DOCUMENT TEXT

*****

Further lockdown could destroy businesses, minister warns

A renewed lockdown preventing new coronavirus infections from soaring to 600 a day would destroy local businesses, Northern Ireland’s economy minister has warned.

The number of diagnoses is predicted to double every 10 days in a major onslaught on the health service if nothing is done, chief scientific adviser Professor Ian Young said.

He added a “circuit breaker” shutdown of up to three weeks may interrupt the virus’s spread but was not recommending that happens immediately.

Minister Diane Dodds said businesses were in a “perilous” state.

“The Northern Ireland economy cannot afford another lockdown. Those small shoots of recovery we are seeing would be destroyed.”

Another 220 new cases of Covid-19 were confirmed in the last 24-hour reporting period, the Department of Health said.

Prof Young said: “In four weeks I would expect us to be, if nothing was done, I would expect us to be at at least 500-600 cases a day.”

He told the BBC’s Nolan Show it was not easy to translate the number of diagnoses into predicted fatalities.

“Even one death is a death too many and we know that there would certainly be deaths,” he added.

Holy Cross College in Strabane, Co Tyrone, announced it was shutting its gates on Wednesday morning after recording confirmed infections.

(PA Graphics)
(PA Graphics)

Two were confirmed on Sunday and two more on Wednesday. A deep clean of the secondary school for around 1,550 boys and girls was undertaken.

Malone Integrated College in Belfast reported a positive case among the teaching staff. Close contacts have been notified and the school reopens on Friday.

Principal Katrina Moore said: “As a result of our stringent protocol in place for tracking and tracing, we have been able to minimise the impact on staff and pupils.”

More than two-thirds of teachers in Northern Ireland are concerned about access to coronavirus tests, the NASUWT union said.

Pubs that do not serve food are reopening across Northern Ireland on Wednesday, despite fresh Covid-19 restrictions.

Joanne Shilliday, owner of the Hole In The Wall pub in Armagh city, said she had not expected to have to close for so long, but the building had weathered attacks and fires during the Troubles, and will survive coronavirus.

*****

DATA FOR REVIEW
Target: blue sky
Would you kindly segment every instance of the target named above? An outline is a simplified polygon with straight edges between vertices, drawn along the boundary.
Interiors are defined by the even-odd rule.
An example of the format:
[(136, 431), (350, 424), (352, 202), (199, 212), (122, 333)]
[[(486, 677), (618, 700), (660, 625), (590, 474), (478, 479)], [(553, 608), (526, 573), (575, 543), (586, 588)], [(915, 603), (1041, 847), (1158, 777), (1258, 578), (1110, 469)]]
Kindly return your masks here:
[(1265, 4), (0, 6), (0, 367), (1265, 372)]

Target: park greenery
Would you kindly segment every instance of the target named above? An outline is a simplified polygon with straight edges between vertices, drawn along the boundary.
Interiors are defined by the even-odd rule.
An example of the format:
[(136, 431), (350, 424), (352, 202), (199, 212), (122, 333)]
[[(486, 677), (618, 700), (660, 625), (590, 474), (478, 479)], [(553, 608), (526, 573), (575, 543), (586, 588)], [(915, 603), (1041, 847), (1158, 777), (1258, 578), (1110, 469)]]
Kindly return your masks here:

*****

WORK INSTRUCTION 1
List every person named in the lockdown article.
WORK INSTRUCTION 2
Continue the lockdown article from where it stops.

OUTPUT 1
Diane Dodds, Ian Young, Katrina Moore, Joanne Shilliday

OUTPUT 2
Coronavirus – Fri Jul 3, 2020
Coronavirus – Fri Jul 3, 2020

“It feels a bit like being back at the beginning – you don’t know what is ahead of you, but it’s nice to see the regulars back and have the staff back.

“We’ll get through it, we’ll do whatever we have to do, whatever regulations are in, we’ll do what we have to to stay open,” she said.

“The Guinness seems to be going down well so far.”

Pubs welcome back customers a day after additional restrictions limiting domestic gatherings were imposed across the country aimed at curbing spiralling infection rates.

There can be no mixing of households indoors, with some exemptions, while no more than six people from two households can meet in a garden.

(PA Graphics)
(PA Graphics)

Previously, the measures only applied to Belfast and Ballymena in Co Antrim.

Reopening of so-called wet pubs was pushed back on several occasions by the Executive while those that serve food were able to lift shutters at the start of July.

Northern Ireland’s leaders acknowledged on Tuesday that Stormont’s latest Covid-19 messaging had become confused.

First Minister Arlene Foster said the measures do not represent a second lockdown but should act as a wake-up call.

She and Deputy First Minister Michelle O’Neill sounded the alarm as they called for a big push to curb the rising number of infections.